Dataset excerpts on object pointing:
╭──

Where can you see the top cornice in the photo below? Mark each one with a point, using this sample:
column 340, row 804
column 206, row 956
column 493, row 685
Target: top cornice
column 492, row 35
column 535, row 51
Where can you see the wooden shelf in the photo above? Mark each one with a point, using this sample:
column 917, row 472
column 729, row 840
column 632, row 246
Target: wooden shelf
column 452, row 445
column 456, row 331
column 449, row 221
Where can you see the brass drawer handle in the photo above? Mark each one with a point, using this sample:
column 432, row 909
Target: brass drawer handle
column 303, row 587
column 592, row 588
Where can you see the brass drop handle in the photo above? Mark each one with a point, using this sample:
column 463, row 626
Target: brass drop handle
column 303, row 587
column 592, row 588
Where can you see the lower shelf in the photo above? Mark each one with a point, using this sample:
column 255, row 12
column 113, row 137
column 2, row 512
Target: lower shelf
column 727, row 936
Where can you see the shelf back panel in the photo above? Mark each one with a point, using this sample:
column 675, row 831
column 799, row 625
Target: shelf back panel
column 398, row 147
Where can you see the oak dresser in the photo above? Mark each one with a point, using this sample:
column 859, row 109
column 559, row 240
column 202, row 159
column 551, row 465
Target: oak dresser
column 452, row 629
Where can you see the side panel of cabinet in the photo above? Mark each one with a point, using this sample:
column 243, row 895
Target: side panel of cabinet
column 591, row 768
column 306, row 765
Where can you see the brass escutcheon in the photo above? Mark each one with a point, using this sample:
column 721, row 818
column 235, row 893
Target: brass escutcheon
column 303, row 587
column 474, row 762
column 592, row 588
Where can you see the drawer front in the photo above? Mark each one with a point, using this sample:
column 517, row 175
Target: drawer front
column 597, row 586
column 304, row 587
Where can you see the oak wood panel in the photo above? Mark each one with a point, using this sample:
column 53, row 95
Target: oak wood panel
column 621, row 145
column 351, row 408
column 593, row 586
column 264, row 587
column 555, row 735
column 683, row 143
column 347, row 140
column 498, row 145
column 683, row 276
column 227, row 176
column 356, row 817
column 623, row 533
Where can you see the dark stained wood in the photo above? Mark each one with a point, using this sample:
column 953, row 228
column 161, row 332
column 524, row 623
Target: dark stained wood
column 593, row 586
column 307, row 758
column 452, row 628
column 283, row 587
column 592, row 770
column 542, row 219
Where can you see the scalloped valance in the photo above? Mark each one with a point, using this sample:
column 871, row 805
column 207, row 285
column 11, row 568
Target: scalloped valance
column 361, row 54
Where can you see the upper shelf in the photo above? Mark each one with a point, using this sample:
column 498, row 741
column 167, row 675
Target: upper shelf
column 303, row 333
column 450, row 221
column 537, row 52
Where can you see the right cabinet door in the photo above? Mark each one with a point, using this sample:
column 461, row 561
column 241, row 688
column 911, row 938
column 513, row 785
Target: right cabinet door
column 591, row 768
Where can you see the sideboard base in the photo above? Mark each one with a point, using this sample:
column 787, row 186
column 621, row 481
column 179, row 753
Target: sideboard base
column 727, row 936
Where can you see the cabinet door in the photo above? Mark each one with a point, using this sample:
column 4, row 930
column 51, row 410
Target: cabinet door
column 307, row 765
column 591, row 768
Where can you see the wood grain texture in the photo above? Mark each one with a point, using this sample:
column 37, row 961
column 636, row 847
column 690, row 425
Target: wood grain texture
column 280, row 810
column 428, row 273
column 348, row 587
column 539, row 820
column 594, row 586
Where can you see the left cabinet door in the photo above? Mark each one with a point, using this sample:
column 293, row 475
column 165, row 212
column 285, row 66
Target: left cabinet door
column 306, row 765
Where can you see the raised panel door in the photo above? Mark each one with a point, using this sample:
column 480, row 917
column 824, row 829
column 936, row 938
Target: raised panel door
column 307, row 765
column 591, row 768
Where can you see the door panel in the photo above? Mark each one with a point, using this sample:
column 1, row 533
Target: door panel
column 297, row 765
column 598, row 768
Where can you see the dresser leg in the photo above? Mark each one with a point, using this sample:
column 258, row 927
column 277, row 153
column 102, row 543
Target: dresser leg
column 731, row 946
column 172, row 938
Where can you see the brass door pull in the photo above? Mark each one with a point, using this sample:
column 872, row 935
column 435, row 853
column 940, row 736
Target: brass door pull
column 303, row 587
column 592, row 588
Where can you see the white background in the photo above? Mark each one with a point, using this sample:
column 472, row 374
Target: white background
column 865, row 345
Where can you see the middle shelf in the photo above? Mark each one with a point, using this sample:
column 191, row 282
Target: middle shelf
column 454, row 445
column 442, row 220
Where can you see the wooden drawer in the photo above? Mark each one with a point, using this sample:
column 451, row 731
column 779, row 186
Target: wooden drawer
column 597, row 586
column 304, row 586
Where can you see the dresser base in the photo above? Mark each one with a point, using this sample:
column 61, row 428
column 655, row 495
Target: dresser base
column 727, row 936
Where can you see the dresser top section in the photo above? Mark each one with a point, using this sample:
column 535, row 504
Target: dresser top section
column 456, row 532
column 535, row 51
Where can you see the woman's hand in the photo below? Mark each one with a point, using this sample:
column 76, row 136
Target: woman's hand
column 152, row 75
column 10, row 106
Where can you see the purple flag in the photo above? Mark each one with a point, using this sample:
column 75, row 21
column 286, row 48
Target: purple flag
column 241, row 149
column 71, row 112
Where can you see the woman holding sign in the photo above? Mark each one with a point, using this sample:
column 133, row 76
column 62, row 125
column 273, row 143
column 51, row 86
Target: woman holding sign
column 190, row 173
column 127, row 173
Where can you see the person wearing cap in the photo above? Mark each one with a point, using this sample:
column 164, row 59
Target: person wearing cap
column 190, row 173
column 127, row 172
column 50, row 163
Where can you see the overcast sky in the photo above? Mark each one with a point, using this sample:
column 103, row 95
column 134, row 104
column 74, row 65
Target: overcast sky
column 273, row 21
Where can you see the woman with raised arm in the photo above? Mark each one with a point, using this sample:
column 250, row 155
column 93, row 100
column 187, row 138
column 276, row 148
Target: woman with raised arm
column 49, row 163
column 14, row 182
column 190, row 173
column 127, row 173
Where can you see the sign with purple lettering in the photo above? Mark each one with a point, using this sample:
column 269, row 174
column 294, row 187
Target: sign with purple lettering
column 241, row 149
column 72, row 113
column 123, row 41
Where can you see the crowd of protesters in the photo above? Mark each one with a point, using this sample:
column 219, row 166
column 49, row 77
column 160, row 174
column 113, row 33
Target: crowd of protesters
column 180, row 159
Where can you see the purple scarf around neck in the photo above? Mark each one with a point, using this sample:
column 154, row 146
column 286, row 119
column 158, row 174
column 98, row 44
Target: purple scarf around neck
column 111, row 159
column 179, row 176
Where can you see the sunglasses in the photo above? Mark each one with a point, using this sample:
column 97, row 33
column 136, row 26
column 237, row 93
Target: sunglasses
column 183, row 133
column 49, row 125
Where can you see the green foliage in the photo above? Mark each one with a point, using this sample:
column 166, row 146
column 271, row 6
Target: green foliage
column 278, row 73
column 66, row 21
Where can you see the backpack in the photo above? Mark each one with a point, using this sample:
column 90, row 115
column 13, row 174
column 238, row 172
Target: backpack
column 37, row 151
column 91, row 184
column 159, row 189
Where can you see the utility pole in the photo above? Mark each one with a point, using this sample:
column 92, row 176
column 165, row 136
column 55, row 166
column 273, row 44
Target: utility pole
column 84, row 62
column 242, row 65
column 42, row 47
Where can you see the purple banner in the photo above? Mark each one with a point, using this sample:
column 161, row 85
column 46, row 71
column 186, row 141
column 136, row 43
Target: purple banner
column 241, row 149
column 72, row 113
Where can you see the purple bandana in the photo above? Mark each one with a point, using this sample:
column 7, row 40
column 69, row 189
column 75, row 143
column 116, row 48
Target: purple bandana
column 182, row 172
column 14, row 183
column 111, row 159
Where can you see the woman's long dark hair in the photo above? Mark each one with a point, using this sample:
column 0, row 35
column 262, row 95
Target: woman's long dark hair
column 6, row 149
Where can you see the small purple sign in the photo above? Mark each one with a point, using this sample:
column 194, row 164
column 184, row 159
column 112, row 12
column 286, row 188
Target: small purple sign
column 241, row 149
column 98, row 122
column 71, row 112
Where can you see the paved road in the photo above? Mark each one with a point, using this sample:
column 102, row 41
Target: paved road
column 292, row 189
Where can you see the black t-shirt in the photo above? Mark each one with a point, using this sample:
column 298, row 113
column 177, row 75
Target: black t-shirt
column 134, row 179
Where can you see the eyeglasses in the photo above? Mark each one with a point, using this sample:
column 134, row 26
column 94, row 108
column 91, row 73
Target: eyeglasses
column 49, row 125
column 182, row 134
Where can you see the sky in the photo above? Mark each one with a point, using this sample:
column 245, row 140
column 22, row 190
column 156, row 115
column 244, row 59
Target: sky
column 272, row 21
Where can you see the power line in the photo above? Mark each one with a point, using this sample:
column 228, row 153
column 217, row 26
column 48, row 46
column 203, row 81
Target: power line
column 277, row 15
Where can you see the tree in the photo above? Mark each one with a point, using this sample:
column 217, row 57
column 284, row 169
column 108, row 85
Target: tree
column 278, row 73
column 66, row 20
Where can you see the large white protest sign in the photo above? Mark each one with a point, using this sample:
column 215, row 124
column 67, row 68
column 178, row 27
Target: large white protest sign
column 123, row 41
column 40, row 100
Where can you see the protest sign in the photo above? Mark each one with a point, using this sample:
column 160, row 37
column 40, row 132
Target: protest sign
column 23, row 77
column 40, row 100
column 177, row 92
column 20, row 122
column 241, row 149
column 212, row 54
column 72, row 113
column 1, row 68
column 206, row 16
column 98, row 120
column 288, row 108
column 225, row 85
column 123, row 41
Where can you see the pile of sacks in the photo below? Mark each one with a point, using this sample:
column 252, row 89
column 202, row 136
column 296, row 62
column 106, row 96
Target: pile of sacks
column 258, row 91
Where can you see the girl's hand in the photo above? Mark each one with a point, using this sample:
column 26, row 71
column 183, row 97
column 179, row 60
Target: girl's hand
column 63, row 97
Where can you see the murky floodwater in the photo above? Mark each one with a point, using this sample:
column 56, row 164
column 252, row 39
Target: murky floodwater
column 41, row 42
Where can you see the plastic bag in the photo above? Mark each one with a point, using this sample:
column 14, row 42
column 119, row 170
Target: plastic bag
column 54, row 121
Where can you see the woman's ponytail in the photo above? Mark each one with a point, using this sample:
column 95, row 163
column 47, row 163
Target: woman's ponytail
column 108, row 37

╰──

- **Short exercise**: Write out, word for word, the line containing "Where can you see the protest" and every line after it to the end of the data above.

- **Exercise solution**:
Where can you see the protest sign in the photo above? Mark each one with a point, using this sample:
column 160, row 37
column 40, row 132
Target: protest sign
column 23, row 77
column 40, row 100
column 177, row 92
column 20, row 122
column 241, row 149
column 212, row 54
column 72, row 113
column 1, row 68
column 206, row 16
column 98, row 120
column 288, row 108
column 225, row 85
column 123, row 41
Where can you see the pile of sacks in the photo below? Mark each one with a point, using this sample:
column 252, row 89
column 202, row 136
column 296, row 62
column 106, row 96
Target: pile of sacks
column 258, row 91
Where can you see the girl's hand in the photo above? Mark each one with a point, using this sample:
column 26, row 71
column 183, row 97
column 179, row 60
Target: girl's hand
column 63, row 97
Where can you see the murky floodwater in the photo above? Mark each one with a point, using this sample:
column 56, row 164
column 252, row 39
Target: murky floodwater
column 41, row 42
Where can you see the plastic bag in the photo above? Mark each one with a point, using this sample:
column 14, row 42
column 119, row 170
Target: plastic bag
column 54, row 121
Where can you see the woman's ponytail in the photo above? Mark each one with a point, using this sample:
column 95, row 163
column 47, row 163
Target: woman's ponytail
column 108, row 37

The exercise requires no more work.